## EXERCISE GOAL
Write out exactly, please, every line from the beginning of the entries to the line holding "positive clicks: (243, 133)", and no pictures.

(Saved entries)
---+---

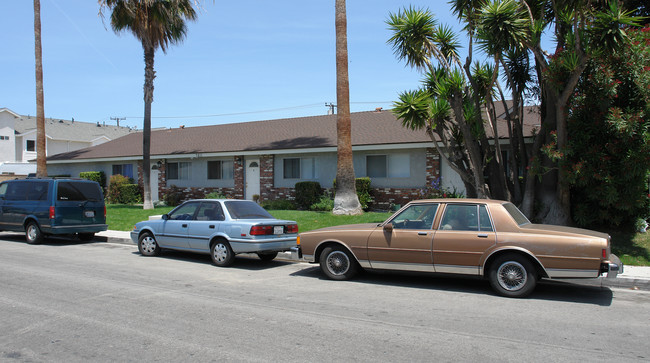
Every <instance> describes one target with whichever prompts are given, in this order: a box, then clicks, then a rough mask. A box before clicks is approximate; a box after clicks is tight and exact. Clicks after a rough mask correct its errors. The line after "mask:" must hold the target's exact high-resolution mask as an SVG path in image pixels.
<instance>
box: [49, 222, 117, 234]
mask: <svg viewBox="0 0 650 363" xmlns="http://www.w3.org/2000/svg"><path fill="white" fill-rule="evenodd" d="M107 229H108V225H107V224H80V225H74V226H54V227H50V228H43V232H44V233H48V234H74V233H97V232H101V231H105V230H107Z"/></svg>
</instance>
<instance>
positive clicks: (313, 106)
mask: <svg viewBox="0 0 650 363" xmlns="http://www.w3.org/2000/svg"><path fill="white" fill-rule="evenodd" d="M350 103H351V104H385V103H393V101H381V102H350ZM316 106H322V103H312V104H309V105H301V106H293V107H283V108H274V109H268V110H258V111H246V112H232V113H219V114H211V115H189V116H152V117H151V118H152V119H153V118H156V119H167V118H183V119H188V118H207V117H224V116H239V115H250V114H255V113H266V112H276V111H287V110H296V109H301V108H312V107H316ZM127 118H142V116H125V117H122V118H121V119H122V120H123V119H127Z"/></svg>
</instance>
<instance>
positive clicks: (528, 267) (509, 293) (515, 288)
mask: <svg viewBox="0 0 650 363" xmlns="http://www.w3.org/2000/svg"><path fill="white" fill-rule="evenodd" d="M488 274H489V275H488V277H489V279H490V285H492V288H493V289H494V291H496V292H497V293H498V294H499V295H502V296H506V297H526V296H528V295H530V293H531V292H533V290H534V289H535V285H537V270H536V269H535V266H533V264H532V263H530V261H529V260H528V259H527V258H525V257H523V256H521V255H517V254H507V255H503V256H499V257H497V258H496V260H494V262H493V263H492V264H491V266H490V271H489V273H488Z"/></svg>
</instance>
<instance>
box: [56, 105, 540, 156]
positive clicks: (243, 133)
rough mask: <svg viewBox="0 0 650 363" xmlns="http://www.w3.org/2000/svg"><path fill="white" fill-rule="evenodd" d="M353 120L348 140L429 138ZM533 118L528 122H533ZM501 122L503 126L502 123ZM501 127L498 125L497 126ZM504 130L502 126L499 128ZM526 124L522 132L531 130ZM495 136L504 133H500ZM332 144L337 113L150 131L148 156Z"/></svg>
mask: <svg viewBox="0 0 650 363" xmlns="http://www.w3.org/2000/svg"><path fill="white" fill-rule="evenodd" d="M351 118H352V144H353V145H354V146H359V145H382V144H403V143H407V144H408V143H422V142H430V141H431V140H430V139H429V137H428V136H427V135H426V133H425V132H424V131H412V130H409V129H406V128H404V127H402V124H401V122H399V121H398V120H397V119H396V118H395V116H394V115H393V113H392V112H390V111H381V112H377V111H372V112H356V113H353V114H352V115H351ZM538 119H539V118H538V117H537V116H535V117H532V118H531V120H530V122H528V123H531V124H533V123H534V122H538V121H536V120H538ZM504 126H505V125H504ZM500 129H501V127H500ZM504 130H505V129H504ZM530 131H532V127H529V128H528V130H527V134H530ZM500 136H501V137H504V136H507V135H504V133H503V132H500ZM321 147H336V115H325V116H311V117H298V118H290V119H277V120H268V121H255V122H243V123H233V124H223V125H213V126H200V127H186V128H175V129H165V130H156V131H152V132H151V155H152V156H156V155H173V154H195V153H220V152H242V151H267V150H278V149H302V148H321ZM140 155H142V133H141V132H138V133H134V134H130V135H127V136H124V137H121V138H119V139H116V140H112V141H109V142H106V143H104V144H101V145H97V146H93V147H90V148H86V149H82V150H77V151H73V152H68V153H63V154H58V155H54V156H51V157H49V158H48V160H49V161H54V160H78V159H95V158H107V157H108V158H111V157H129V156H140Z"/></svg>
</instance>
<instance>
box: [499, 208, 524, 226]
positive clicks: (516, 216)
mask: <svg viewBox="0 0 650 363" xmlns="http://www.w3.org/2000/svg"><path fill="white" fill-rule="evenodd" d="M503 207H504V208H505V209H506V211H508V213H509V214H510V216H511V217H512V219H514V220H515V222H516V223H517V224H518V225H519V226H523V225H524V224H529V223H530V221H529V220H528V218H526V216H525V215H524V214H523V213H521V211H520V210H519V208H517V207H516V206H515V205H514V204H512V203H504V204H503Z"/></svg>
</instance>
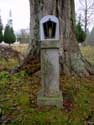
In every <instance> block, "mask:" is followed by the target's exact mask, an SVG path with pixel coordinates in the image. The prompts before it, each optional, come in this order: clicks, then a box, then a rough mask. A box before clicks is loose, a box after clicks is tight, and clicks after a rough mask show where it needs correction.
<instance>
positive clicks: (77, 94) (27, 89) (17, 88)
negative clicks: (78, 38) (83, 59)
mask: <svg viewBox="0 0 94 125" xmlns="http://www.w3.org/2000/svg"><path fill="white" fill-rule="evenodd" d="M89 49H90V48H89ZM82 52H83V54H84V56H85V57H87V59H88V60H90V62H92V64H94V56H93V54H94V51H93V47H91V49H90V51H88V47H87V48H82ZM89 52H90V53H89ZM90 55H91V56H90ZM0 64H3V66H5V67H6V63H5V61H4V60H0ZM16 64H17V62H16V60H13V61H10V62H9V64H8V65H7V68H9V67H13V66H14V65H16ZM39 87H40V78H38V77H37V76H33V77H31V76H28V74H27V73H25V72H24V71H22V72H20V73H17V74H15V75H10V74H8V73H7V72H6V71H3V72H1V73H0V109H1V113H0V120H1V119H2V121H3V123H2V124H6V125H87V124H88V120H91V121H94V78H91V79H85V78H84V79H80V78H74V77H71V78H70V77H68V76H65V77H63V78H61V85H60V88H61V90H62V92H63V103H64V106H63V108H62V109H58V108H56V107H52V106H45V107H38V106H35V105H34V107H33V105H32V104H33V102H36V96H37V92H38V90H39ZM32 100H33V102H32ZM89 117H90V118H91V119H89Z"/></svg>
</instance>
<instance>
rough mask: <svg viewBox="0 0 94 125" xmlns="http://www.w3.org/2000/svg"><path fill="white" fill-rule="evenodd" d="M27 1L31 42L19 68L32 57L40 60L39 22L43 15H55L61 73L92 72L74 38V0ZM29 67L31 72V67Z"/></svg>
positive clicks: (78, 72) (80, 72) (67, 73)
mask: <svg viewBox="0 0 94 125" xmlns="http://www.w3.org/2000/svg"><path fill="white" fill-rule="evenodd" d="M29 2H30V36H31V43H30V45H29V49H28V50H29V52H28V55H27V57H26V58H25V60H24V62H23V64H22V66H21V67H19V69H21V68H22V67H24V66H25V65H27V64H28V63H31V62H32V60H34V58H36V59H39V60H40V58H39V57H40V56H39V55H40V39H39V22H40V19H41V18H42V17H43V16H46V15H55V16H57V17H58V19H59V22H60V45H61V46H60V64H61V69H62V71H63V73H64V74H67V75H68V74H76V75H78V76H89V75H90V74H93V73H94V71H93V68H92V66H91V65H90V63H88V62H87V61H86V60H85V59H84V58H83V56H82V54H81V51H80V48H79V46H78V42H77V40H76V35H75V34H76V32H75V6H74V0H54V1H53V0H29ZM29 69H30V70H31V72H32V68H29ZM38 69H39V67H38ZM38 69H36V70H38Z"/></svg>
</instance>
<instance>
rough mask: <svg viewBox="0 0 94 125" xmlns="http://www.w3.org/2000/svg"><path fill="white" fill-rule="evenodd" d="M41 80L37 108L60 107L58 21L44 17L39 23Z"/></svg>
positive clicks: (60, 98) (58, 27)
mask: <svg viewBox="0 0 94 125" xmlns="http://www.w3.org/2000/svg"><path fill="white" fill-rule="evenodd" d="M40 40H41V79H42V81H41V82H42V88H41V90H40V91H39V93H38V97H37V104H38V105H39V106H43V105H51V106H57V107H62V106H63V98H62V93H61V92H60V89H59V80H60V79H59V76H60V74H59V44H60V43H59V20H58V18H57V17H55V16H51V15H48V16H45V17H43V18H42V19H41V21H40Z"/></svg>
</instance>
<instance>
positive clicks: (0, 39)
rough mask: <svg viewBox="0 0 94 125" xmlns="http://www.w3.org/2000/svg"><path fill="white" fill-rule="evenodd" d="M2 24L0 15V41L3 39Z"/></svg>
mask: <svg viewBox="0 0 94 125" xmlns="http://www.w3.org/2000/svg"><path fill="white" fill-rule="evenodd" d="M2 31H3V24H2V19H1V16H0V43H1V42H2V41H3V32H2Z"/></svg>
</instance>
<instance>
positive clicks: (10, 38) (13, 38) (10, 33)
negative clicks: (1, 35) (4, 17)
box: [4, 25, 16, 44]
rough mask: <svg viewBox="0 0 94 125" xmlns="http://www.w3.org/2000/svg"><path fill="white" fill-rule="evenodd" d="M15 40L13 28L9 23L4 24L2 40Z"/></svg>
mask: <svg viewBox="0 0 94 125" xmlns="http://www.w3.org/2000/svg"><path fill="white" fill-rule="evenodd" d="M15 41H16V36H15V34H14V31H13V28H12V27H10V26H9V25H6V27H5V31H4V42H5V43H8V44H12V43H14V42H15Z"/></svg>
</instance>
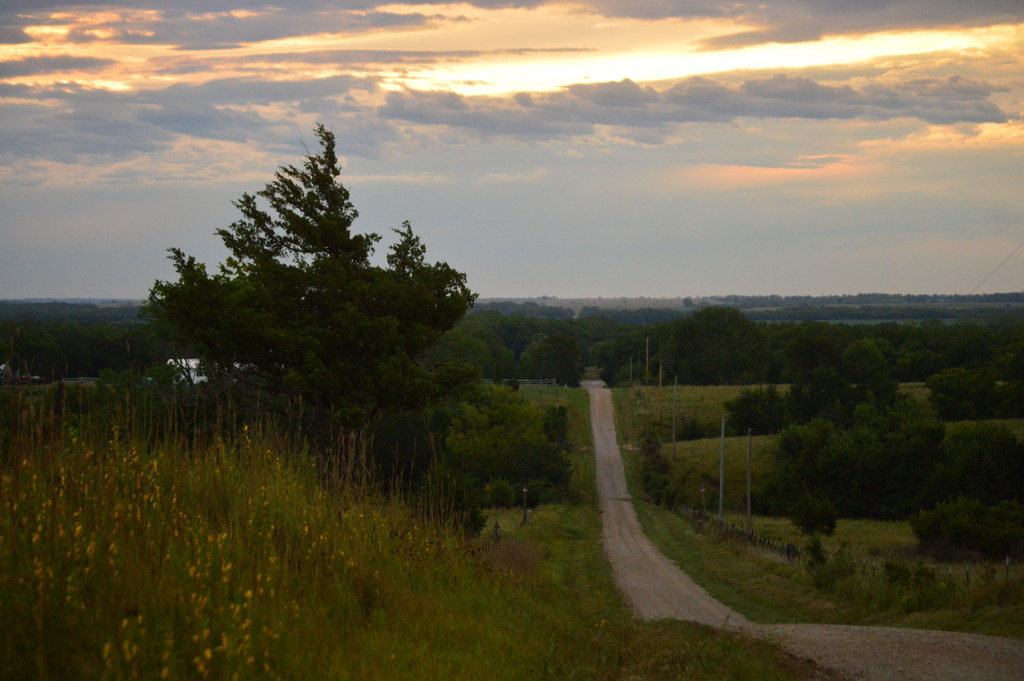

---+---

## COMPLETED TASK
Every <instance> describes one target with whichever prompts are given, in this order: a box, then clicks, then a rough mask. A box before clicks is approximate; a box after clicks is tight and exact. Clicks after a rough mask correct its errors. The line after "mask:" must hold the target's exact high-resolution mask as an SVG path in image pixels.
<instance>
box: [49, 222, 117, 234]
mask: <svg viewBox="0 0 650 363" xmlns="http://www.w3.org/2000/svg"><path fill="white" fill-rule="evenodd" d="M107 229H108V225H107V224H80V225H74V226H54V227H50V228H43V232H44V233H48V234H74V233H97V232H101V231H105V230H107Z"/></svg>
</instance>
<instance>
positive clicks: (313, 106)
mask: <svg viewBox="0 0 650 363" xmlns="http://www.w3.org/2000/svg"><path fill="white" fill-rule="evenodd" d="M350 103H351V104H385V103H393V101H381V102H350ZM316 106H322V103H312V104H309V105H301V106H293V107H283V108H274V109H268V110H258V111H246V112H232V113H219V114H211V115H189V116H152V117H151V118H152V119H153V118H156V119H167V118H183V119H188V118H207V117H224V116H239V115H250V114H255V113H266V112H276V111H287V110H296V109H301V108H312V107H316ZM127 118H142V116H125V117H122V118H121V119H122V120H123V119H127Z"/></svg>
</instance>
<instance>
positive clicks: (528, 267) (509, 293) (515, 288)
mask: <svg viewBox="0 0 650 363" xmlns="http://www.w3.org/2000/svg"><path fill="white" fill-rule="evenodd" d="M488 274H489V275H488V277H489V279H490V285H492V288H493V289H494V291H496V292H497V293H498V294H499V295H502V296H506V297H526V296H528V295H530V293H531V292H533V290H534V289H535V285H537V270H536V269H535V266H533V264H532V263H530V261H529V260H528V259H527V258H525V257H523V256H521V255H517V254H507V255H503V256H499V257H497V258H496V260H494V262H493V263H492V264H491V266H490V271H489V273H488Z"/></svg>
</instance>
<instance>
box: [56, 105, 540, 156]
positive clicks: (243, 133)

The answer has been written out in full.